GIVEN INSTRUCTION A: Translate this sentence from the Cantonment Board judgment into Spanish: "The suit filed on behalf of the respondent was dismissed by the Trial Court."

— START OF SUPPLIED TEXT —

The
Cantonment Board, Mathura Vs. Krishna Bricks and Lime Factory [1996] INSC 1132 (12 September 1996)
Singh
N.P. (J) Singh N.P. (J) Majmudar S.B. (J) N.P. Singh, J
CITATION:
JT 1996 (8) 180
ACT:
HEAD NOTE:
These
appeals have been filed on behalf of the Cantonment Board, Mathura (hereinafter
referred to as the `Board') for setting aside the judgment of the Allahabad
High Court, declaring notification dated 22.11.1958, by which tax at the rate
of 0.75 p. per thousand bricks had been fixed by the Board within the
cantonment area as invalid.
The
respondent is the owner of a brick kiln and was carrying on the business of
manufacturing and selling of bricks. A suit was filed on behalf of the said
respondent for restraining the appellant-Board from realising tax from the said
respondent at the rate of 0.75 per thousand of bricks. It was alleged that
previously the Board was realising the tax from the manufacturers of bricks at
the rate of 0.19 per thousand. But by impugned notification, it raised the rate
of the tax at 0.75 per thousand of bricks.
It was
alleged and asserted that the respondent as the manufacturer of bricks was
neither deriving any advantage from the Board nor any service was being
provided by the Board. As such, the realisation of the tax at the aforesaid
rate was in contravention and in violation of Section 60 of the Cantonments
Act, 1924 read with Section 128 (1)(ii) of the U.P. Municipalities Act, 1916.
The suit filed on behalf of the respondent was dismissed by the Trial Court.
That judgment was affirmed by the Court of Appeal. However, on second appeal
being filed on behalf of the said respondent, the High Court came to the
conclusion that the ceiling and restriction imposed by Article 276 (2) of the
Constitution, as applicable to the State, any municipal, district board, local
board or other local authority within such State in respect of imposition of
taxes on professions, trades and callings, was applicable even on the Board
which had been established under the aforesaid Cantonments Act. On that finding
the notification was declared to be invalid being hit by Article 276 (2) of the
Constitution.

— END OF SUPPLIED TEXT —
— START OF THE DATA —

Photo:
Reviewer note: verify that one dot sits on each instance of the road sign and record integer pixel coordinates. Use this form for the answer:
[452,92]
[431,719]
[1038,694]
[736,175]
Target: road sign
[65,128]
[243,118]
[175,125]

— END OF THE DATA —
— START OF THE DATA —

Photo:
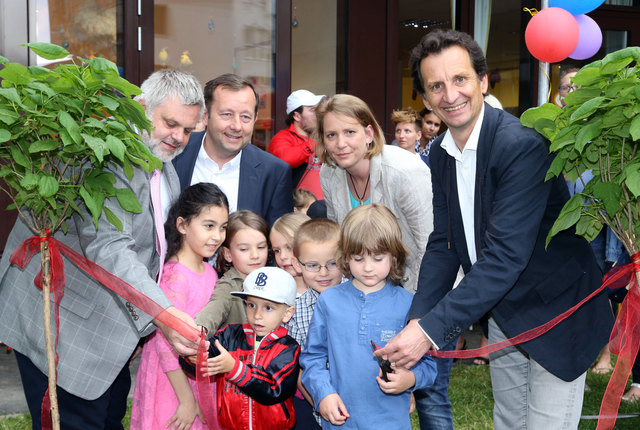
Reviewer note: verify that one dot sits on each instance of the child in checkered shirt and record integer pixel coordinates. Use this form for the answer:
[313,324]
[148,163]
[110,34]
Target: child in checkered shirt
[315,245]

— END OF THE DATA —

GIVEN INSTRUCTION B: Identify each line of the entries that contains the word "record", and copy those lines out in full.

EXERCISE OUTPUT A: La demanda interpuesta en nombre de la parte recurrida fue desestimada por el Tribunal de Primera Instancia.

EXERCISE OUTPUT B:
Reviewer note: verify that one dot sits on each instance of the road sign and record integer pixel coordinates. Use this form for the answer:
Reviewer note: verify that one dot sits on each instance of the child in checkered shirt and record integer pixel coordinates. Use this form for the answer:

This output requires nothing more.